Text passage
++++++

# OCT CONTEST FINAL 2nd PLACE ROUND



## cyberdigger (Oct 10, 2011)

I want to thank everybody who took part in THIS photo contest!! []
 This poll, and this contest, will end on Oct 15th at 8PM, no changes will be made. The pic with the most votes will fetch a reward for 2nd place. Wondering what happened to # 19? CLICK HERE  

 Here are the 5 runners-up:

 # 79






 # 84





 # 95





 # 125





 # 151


----------



## peejrey (Oct 10, 2011)

Hard choice[8|].......I hate hard choices[>:]....I'll wait a bit...[]
 Can we take the best 12, and make a calender?


----------



## carobran (Oct 10, 2011)

oooooooooooohhhhhhhh.............151  or 95???............there both so whittly and crude............and i really do love snow...................i think ill ponder a while[8|][8|][]


----------



## cyberdigger (Oct 10, 2011)

> Can we take the best 12, and make a calender?


 
 A calendar would be pretty cool, it would require an investment on someone's part, though.. I've been thinking about setting up a thread where all the nicest pics posted here would be stored, kinda like how the "What Members Want" thing is set up.. we'll see..

 I'm sure this is not an easy choice for many of you, all these pics are awesome! Take your time deciding, but remember this.. I set the poll to automatically close on Oct 15th at 8pm eastern, so don't wait too long! []


----------



## RedGinger (Oct 10, 2011)

++++++

Records shown

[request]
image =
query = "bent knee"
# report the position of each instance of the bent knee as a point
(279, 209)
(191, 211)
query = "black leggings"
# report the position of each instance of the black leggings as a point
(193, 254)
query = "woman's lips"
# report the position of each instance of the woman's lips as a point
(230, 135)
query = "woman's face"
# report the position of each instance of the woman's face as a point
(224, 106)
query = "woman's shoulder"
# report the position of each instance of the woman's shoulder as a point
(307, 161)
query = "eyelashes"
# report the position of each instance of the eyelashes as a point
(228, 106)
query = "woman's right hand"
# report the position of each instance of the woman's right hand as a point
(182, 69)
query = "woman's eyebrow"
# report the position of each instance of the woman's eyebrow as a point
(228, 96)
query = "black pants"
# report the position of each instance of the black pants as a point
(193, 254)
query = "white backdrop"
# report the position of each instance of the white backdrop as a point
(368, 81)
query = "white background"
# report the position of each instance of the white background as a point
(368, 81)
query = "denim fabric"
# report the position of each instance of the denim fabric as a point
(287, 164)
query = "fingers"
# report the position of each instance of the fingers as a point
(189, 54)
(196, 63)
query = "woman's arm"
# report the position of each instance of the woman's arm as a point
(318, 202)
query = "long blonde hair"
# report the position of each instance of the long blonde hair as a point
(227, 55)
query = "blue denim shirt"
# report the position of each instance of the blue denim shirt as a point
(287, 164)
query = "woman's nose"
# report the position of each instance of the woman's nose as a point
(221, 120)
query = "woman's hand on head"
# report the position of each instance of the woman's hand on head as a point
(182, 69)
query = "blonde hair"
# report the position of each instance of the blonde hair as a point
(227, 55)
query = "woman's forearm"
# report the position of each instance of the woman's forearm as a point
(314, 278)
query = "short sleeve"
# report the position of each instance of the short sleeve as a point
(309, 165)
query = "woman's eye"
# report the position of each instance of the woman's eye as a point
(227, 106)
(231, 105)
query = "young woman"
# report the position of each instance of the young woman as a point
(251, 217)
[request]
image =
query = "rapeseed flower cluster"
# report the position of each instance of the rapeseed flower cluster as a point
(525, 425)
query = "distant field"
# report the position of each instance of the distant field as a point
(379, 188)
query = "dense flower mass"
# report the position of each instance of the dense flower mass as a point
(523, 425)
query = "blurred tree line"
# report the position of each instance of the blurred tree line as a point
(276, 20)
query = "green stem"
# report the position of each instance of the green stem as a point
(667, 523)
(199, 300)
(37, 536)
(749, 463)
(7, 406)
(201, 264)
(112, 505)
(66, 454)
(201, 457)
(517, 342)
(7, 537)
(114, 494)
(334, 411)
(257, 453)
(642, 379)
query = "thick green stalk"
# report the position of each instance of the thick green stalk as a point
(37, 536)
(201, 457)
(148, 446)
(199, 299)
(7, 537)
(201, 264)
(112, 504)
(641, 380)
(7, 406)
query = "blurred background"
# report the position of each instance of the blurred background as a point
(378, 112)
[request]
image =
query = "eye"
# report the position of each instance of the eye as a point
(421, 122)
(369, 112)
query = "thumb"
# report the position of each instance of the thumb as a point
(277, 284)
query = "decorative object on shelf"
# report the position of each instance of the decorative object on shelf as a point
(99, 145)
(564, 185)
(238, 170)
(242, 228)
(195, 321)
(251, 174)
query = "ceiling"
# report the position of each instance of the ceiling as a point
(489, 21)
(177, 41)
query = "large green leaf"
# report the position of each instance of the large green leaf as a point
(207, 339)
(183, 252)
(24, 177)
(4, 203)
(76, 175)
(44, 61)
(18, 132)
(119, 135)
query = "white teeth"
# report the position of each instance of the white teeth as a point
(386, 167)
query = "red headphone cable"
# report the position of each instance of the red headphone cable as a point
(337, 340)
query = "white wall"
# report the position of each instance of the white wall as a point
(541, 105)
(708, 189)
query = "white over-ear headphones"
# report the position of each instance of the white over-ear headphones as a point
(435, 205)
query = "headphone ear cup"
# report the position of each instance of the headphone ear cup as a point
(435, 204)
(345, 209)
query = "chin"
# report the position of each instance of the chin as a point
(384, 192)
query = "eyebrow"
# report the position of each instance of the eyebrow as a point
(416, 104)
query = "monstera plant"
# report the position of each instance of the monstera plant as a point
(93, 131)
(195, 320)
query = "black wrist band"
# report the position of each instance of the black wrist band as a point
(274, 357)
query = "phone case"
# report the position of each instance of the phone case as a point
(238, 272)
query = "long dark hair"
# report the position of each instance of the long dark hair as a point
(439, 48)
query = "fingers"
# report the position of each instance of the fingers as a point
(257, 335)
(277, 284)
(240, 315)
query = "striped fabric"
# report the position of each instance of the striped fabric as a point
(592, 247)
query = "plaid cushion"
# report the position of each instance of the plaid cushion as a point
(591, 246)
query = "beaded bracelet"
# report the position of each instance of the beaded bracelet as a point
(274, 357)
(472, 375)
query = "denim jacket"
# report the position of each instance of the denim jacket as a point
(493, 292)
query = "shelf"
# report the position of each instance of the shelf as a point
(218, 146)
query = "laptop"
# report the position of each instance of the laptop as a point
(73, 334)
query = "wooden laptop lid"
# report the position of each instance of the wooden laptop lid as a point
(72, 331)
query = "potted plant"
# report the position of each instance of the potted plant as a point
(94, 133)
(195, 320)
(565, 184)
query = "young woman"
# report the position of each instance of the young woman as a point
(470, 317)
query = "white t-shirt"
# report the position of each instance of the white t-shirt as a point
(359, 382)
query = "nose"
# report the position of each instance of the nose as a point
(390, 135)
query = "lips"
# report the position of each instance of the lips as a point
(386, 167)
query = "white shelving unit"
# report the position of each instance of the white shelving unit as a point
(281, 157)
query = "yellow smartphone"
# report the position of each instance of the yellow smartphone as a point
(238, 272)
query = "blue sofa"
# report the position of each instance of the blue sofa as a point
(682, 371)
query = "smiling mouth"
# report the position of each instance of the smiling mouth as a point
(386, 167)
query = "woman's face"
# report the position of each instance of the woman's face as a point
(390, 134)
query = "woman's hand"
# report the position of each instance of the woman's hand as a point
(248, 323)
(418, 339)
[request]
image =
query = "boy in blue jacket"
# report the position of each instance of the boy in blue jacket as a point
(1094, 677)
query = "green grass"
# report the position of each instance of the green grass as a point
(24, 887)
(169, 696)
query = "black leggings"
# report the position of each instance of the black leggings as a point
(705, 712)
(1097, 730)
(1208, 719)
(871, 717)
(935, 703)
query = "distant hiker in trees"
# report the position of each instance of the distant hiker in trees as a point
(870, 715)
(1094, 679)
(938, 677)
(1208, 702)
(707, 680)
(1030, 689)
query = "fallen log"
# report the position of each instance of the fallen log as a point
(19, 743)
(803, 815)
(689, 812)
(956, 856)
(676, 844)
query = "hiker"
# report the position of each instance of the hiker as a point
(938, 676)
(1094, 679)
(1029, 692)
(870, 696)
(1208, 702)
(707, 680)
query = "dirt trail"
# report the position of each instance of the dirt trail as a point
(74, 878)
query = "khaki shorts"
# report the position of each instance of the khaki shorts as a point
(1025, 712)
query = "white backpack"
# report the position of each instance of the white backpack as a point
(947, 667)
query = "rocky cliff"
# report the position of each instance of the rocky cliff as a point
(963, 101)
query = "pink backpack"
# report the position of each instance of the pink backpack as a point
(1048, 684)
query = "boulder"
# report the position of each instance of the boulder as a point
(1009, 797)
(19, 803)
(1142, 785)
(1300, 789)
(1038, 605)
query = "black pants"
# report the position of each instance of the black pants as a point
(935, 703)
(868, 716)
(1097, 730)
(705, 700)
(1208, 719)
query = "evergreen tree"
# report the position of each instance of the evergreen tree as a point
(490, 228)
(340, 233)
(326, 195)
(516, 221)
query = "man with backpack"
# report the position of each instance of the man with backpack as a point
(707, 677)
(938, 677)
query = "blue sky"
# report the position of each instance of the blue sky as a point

++++++

Short task
Carry the forum thread about the contest's second-place vote forward from its final line.

Answer below
A calendar would be great!  It's a great idea for proceeds to go to the forum.  It would probably have to be not very expensive.  Maybe someone with a little $ and computer skills would be willing to help.


----------



## JOETHECROW (Oct 10, 2011)

Really nice pics by everyone...Super effort.


----------



## bottlekid76 (Oct 10, 2011)

Congrats!! Great photos!

 ~Tim


----------



## Angelpeace (Oct 12, 2011)

I have to vote for 70. The makeup of the picture is beautiful. It is framed well and incorporates the bottles into a perfect setting. Good Luck. Peace.


----------



## RedGinger (Oct 12, 2011)

Great pictures, everyone.  This contest is great.  We have way more than 22 members, so please vote, everyone!


----------



## JOETHECROW (Oct 12, 2011)

> I have to vote for 70.


 
 Nina,...did you mean 79?...Just wondered, Laur could use another vote...[]


----------



## cyberdigger (Oct 12, 2011)

I imagine Rick would be quite pleased to get a vote, but I'm not convinced she had this one in mind:





 ..anyway, it's not included in this round, so Angel's vote goes to the closest # and blimey! It's # 79!


----------



## RedGinger (Oct 12, 2011)

Thanks Charlie, Nina and everyone.  I can use all the help I can get as I am up against some tough competition!


----------



## mr.fred (Oct 12, 2011)

I'll  have to go with #95---------and #79 has my vote to---it's a blend of ---End of the Day  and  mystique []


----------



## surfaceone (Oct 12, 2011)

Hey Mister Charlie,

 Are you calling for another round of voting? Is this a variation on the "early and often" gambit? I think I had a hanging chad on that last ballot.


----------



## cyberdigger (Oct 12, 2011)

from what I can gather about your post, you have not visited the beginning of this thread.. here's a FREE RIDE


----------



## surfaceone (Oct 13, 2011)

Why thank you Mister Charlie,

 I did completely overlook that little Submit Vote button, thanks for the whiplash. It wouldn't allow me to vote 5 times though. Wouldn't even let me vote twice. Whatz up with that.


----------



## andy volkerts (Oct 13, 2011)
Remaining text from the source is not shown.